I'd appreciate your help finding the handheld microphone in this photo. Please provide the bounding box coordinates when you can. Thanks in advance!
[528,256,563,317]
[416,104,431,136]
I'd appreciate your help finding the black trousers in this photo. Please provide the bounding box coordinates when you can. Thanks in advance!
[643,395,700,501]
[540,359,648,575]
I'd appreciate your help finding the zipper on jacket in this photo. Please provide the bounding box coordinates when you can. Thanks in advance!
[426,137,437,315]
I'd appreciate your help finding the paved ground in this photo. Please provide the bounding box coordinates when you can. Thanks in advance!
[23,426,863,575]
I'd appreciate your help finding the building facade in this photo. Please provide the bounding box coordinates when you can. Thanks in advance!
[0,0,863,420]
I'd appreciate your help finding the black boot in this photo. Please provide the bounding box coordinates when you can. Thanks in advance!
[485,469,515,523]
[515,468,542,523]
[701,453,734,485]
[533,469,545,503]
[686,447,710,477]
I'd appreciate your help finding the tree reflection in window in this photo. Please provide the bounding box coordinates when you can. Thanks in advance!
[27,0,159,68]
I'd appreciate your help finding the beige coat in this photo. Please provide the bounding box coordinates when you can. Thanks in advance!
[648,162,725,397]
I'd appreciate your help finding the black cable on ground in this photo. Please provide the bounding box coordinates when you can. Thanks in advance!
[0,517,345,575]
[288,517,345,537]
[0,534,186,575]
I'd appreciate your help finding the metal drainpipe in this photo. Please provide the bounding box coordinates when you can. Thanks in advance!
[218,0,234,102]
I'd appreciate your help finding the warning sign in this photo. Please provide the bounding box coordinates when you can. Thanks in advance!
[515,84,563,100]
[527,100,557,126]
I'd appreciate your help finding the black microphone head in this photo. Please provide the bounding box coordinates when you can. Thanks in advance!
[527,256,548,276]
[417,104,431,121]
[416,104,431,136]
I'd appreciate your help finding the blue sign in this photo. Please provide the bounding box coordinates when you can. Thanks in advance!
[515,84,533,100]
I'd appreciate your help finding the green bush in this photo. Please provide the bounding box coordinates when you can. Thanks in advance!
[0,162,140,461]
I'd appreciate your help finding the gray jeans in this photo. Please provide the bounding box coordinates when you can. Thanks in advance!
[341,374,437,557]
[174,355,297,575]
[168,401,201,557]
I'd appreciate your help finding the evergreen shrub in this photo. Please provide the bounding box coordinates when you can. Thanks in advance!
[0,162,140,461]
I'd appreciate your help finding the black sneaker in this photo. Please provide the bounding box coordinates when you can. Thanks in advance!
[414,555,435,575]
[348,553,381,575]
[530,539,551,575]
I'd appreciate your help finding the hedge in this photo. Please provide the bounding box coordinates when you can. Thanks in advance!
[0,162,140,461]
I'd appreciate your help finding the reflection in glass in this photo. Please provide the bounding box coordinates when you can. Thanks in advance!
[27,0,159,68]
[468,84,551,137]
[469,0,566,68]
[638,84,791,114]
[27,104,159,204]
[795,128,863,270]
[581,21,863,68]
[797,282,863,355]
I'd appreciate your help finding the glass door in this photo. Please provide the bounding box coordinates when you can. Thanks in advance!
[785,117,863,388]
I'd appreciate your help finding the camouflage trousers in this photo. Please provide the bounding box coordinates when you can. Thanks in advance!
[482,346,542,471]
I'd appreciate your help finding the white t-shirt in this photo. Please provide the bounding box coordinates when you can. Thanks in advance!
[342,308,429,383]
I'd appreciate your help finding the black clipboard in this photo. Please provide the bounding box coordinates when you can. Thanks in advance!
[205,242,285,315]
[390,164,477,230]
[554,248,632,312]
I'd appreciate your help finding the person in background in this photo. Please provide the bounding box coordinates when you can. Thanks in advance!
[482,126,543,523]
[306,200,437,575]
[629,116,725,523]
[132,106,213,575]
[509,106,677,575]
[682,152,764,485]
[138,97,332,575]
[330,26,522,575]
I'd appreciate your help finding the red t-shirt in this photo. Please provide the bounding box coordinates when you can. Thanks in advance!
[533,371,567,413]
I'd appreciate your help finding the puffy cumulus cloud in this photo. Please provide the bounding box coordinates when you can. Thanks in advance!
-*-*-
Goal
Copy out every line of the material above without changing a single character.

Problem solution
I'd appreciate your help finding the handheld microphone in this photo. Please provide the bounding box coordinates when you can. Thanks in advance!
[528,256,563,317]
[416,104,431,136]
I'd appreciate your help finding the black trousers in this photo. Please provide the bounding box coordinates when you can. Thanks in advance!
[643,395,700,501]
[540,359,648,575]
I'd appreciate your help finding the zipper on jacket in this photo. Please provide the bounding box coordinates when you can. Thanks in advance!
[426,137,437,315]
I'd appreciate your help finding the paved ground in this photo. Please provide the bounding box coordinates when you can. Thanks in advance!
[23,426,863,575]
I'd appreciate your help finding the building facade in this photo. Please provide the bounding box coordinates when you can. Thanks in advance!
[0,0,863,420]
I'd appreciate your help finding the black boot in this photo. Please provide the bounding box coordinates when you can. Thanks in advance!
[485,469,515,523]
[515,468,542,523]
[701,453,734,485]
[533,469,545,503]
[686,447,710,477]
I'd appreciate your help finding the tree reflection in window in this photo. Please provide the bounding box coordinates when you can. Thanks in advance!
[27,0,159,68]
I'd appreciate your help finding the beige coat in this photo. Please provide the bounding box coordinates when you can. Thanks in advance!
[648,162,725,397]
I'd appreciate your help finding the black cable on ground in this photo. Please provide the bounding box coordinates when you can. Thanks in advance!
[0,517,345,575]
[288,517,345,537]
[0,534,186,575]
I'd appreciate your help finding the metal drainpipe in this photo. Please provide the bounding box coordinates when you can. Thanks in advance!
[218,0,234,102]
I'd appreciate your help finding the warning sign in this photo. Please provide the bounding box coordinates when you can. Thanks in advance!
[515,84,563,100]
[527,100,557,126]
I'd appreciate your help finding the black microphone head in this photo. Please provide the bounding box coordinates when you can. Thanks in advance!
[527,256,548,276]
[417,104,431,121]
[416,104,431,136]
I'd appreciate your help finding the blue sign in this photo. Please provide the bounding box coordinates when you can. Thanks in advance!
[515,84,533,100]
I'd appreciate your help finding the green bush in this photo. Please provide the bounding box coordinates when you can. Thanks in advance!
[0,162,140,461]
I'd appreciate your help finding the gray jeans in this photo. Please provide the bounding box coordinates when you can. Thanks in advance!
[341,374,437,557]
[174,355,297,575]
[168,401,201,557]
I'd appreciate your help finding the evergreen shrub in this photo. Please provide the bounding box coordinates when you can. Thanks in advance!
[0,162,140,461]
I'd appreciate your help finding the black sneaker in this photo. Please provide the bounding box coordinates when you can. Thanks in advance!
[414,555,435,575]
[348,553,381,575]
[530,539,551,575]
I'd appreciate your help finding the hedge in this photo. Please provide the bounding box coordinates when you can. Thanks in advance!
[0,162,140,461]
I'd appreciate your help finding the reflection in glass in this photo. Please provide the bounding box coordinates when you can. Thanks in advance!
[27,0,159,68]
[468,84,551,137]
[469,0,566,68]
[638,84,791,114]
[27,104,159,204]
[795,128,863,270]
[581,21,863,68]
[797,282,863,355]
I'd appreciate your help finding the glass door in this photo. Please provide the bounding box coordinates when you can. Thanks in advance!
[785,117,863,388]
I'd appreciate your help finding the camouflage trousers in this photo. Please provide the bounding box coordinates when you can. Thanks in advance!
[482,346,542,471]
I'd appreciate your help finding the white t-shirt in this photo. Please provide the bounding box coordinates when you can. Thanks in advance!
[342,308,429,383]
I'd appreciate your help finding the black clipboard in this photo. Please provide the bounding box coordinates when you can. Thanks in advance!
[205,242,285,315]
[390,164,477,230]
[554,248,632,312]
I'd appreciate your help finding the person in background in this photo. Please provide the bounding box coordinates when you can. Thanks in advance!
[482,126,543,523]
[306,200,437,575]
[629,116,725,523]
[132,106,213,575]
[509,106,677,575]
[682,152,764,485]
[138,97,332,575]
[330,26,522,575]
I'd appreciate your help finding the red t-shirt in this photo. Please provide the bounding box coordinates when you can. Thanks in advance!
[533,371,567,413]
I'd appreciate your help finding the puffy cumulus cloud in this photo. Please provide the bounding box coordinates when you can. Thanks in advance!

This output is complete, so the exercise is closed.